Kapa gözlerini ve dinle saki, bir İstanbul lalesinin çığlıklarını duyuyor musun?!... İstanbul’a çıkmayan bir lale yolu, laleye çıkmayan bir İstanbul kadar kayıptır, yitiktir. Rüzgarları toplayan hüzünler, aşklar yoksa İstanbul bahçelerinde ve bir kabir başında ışıklar yas tutar gibi laleler ağlar seher vakitlerinde. Uyan saki; lale devrindeyiz!...”

Bizim için yarın lale vaktidir.
İnşallah yine her zamanki üçlü küçük grubumuzla Emirgan da buluşup bol muhabbetli keyifli zamanları yudumlayacağız.

Meteoroloji uzmanları bu sefer tahminleriniz doğru çıkması için duacınızım bilesiniz:)


7 Nisan 2013 Pazar

Pazar Keyfi

Dün gece son anda  mutfağa gitmekten vazgeçerim diye kendimden korkmuştum:)
Korktuğum olmadı...
Yatmadan önce krokan yaptım kek için.
Poğaça ve domatesli ekmek hamurunu yoğurdum.
Sabah kabından taşmak üzere  bir hamurla karşılaşmak güzeldi.
Krokanlı ve karamelli kek bana göre güzel oldu
Ahali beğenmedi.
Domatesli ekmek lezzetliydi.
Ben labne peynir kullanmıştım normal peynir kullansam çok daha güzel olurdu diye düşünüyorum.

**Sağlanan Veriler:**

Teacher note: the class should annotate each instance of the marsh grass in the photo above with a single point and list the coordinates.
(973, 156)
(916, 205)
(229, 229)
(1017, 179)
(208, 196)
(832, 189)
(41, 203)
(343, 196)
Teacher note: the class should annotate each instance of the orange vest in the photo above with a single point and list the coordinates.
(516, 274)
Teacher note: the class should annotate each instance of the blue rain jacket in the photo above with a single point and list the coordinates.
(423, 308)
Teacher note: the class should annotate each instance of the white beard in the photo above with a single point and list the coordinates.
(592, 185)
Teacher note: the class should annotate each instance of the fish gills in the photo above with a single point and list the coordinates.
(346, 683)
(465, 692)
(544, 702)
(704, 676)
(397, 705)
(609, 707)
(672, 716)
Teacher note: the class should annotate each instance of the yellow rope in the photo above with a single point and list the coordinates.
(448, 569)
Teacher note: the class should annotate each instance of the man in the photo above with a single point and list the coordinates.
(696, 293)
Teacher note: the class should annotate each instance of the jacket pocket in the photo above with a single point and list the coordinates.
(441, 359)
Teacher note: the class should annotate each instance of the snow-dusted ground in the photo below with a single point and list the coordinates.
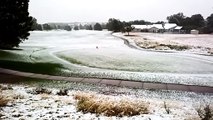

**Yazılı Görevler:**
1. Lale vakti ve pazar mutfağını anlatan alıntıyı iki cümlede özetleyin.
2. Lale vakti ve pazar mutfağını anlatan alıntıyı, son cümlesinden sonra kaldığı yerden sürdürün.

**Beklenen Yanıtlar:**
1. Yazar, ertesi gün üçlü küçük grubuyla Emirgan'da lale vakti için buluşmayı umuyor ve meteoroloji uzmanlarının tahminlerinin doğru çıkması için dua ettiğini söylüyor. Pazar için gece krokan yapıp poğaça ve domatesli ekmek hamuru yoğuran yazara göre krokanlı ve karamelli kek güzel olmuş ama ahali beğenmemiş, domatesli ekmek ise lezzetli olmuş.

2.
Çileklerin üzerindeki çikolata bir türlü donmadı. Masada tek tek herkesin üzerine bulaştı.Ahali gidip yeniden giyinmek zorunda kaldı.Bir daha yapmam zaten çikolata sevmiyorum bizimkilerde yemese de olur:)

Güne böyle güzel bir başlangıç yaptık.
Ev halkı bugün dışarıya çıkmak istemiyor.
Bize dokunma sen ne yapmak istiyorsan buyur yap, diyorlar
Eyvallah, seve seve gönlüme göre bir program yapar eğlenirim ben:))

Dün yapmak istediğim ama havanın kapalı olmasından dolayı yapamadığım planımı bu güzel havada yapmaya  niyetliyim inşallah.

Güzel ve mutlu bir gün dileğiyle....

Uyku Kaçınca

Fotoğraf geçen yıllara ait

Ada kaçamağının yorgunluğunu akşama kadar üzerimden atamadan televizyon ve bilgisayar karşısında tembellik yaparak günü öldürdüm. Tembellikten sıkılınca akşam yollara düştüm. Arkadaşımı ziyaret edip gece yarısına kadar sohbet ettim. Zaman su gibi akıp gitmiş farkında bile olmadım.
Fotoğraftaki masaya benzer bir sofra hazırlamak için mutfağa gitmem gerekirken bilgisayar başına gelince mutfağı falan unuttum.

Bir arkadaşım diyete başladı
Kendisini takdir ediyorum
Doğu mutfağının en zengin olduğu şehirlere tatil için gidiyor ve arkadaşım diyetine sadık kalıyor.
Bende bu iradenin zerresi bulunmuyor
Diyet falan demez Allah ne verdiyse yerdim:)

Hamileliklerim dışında kilo nedir bilmediğim için geçen aylarda aldığım bir kaç kilo milletin gözüne batınca diyet yapmaya niyetlendim.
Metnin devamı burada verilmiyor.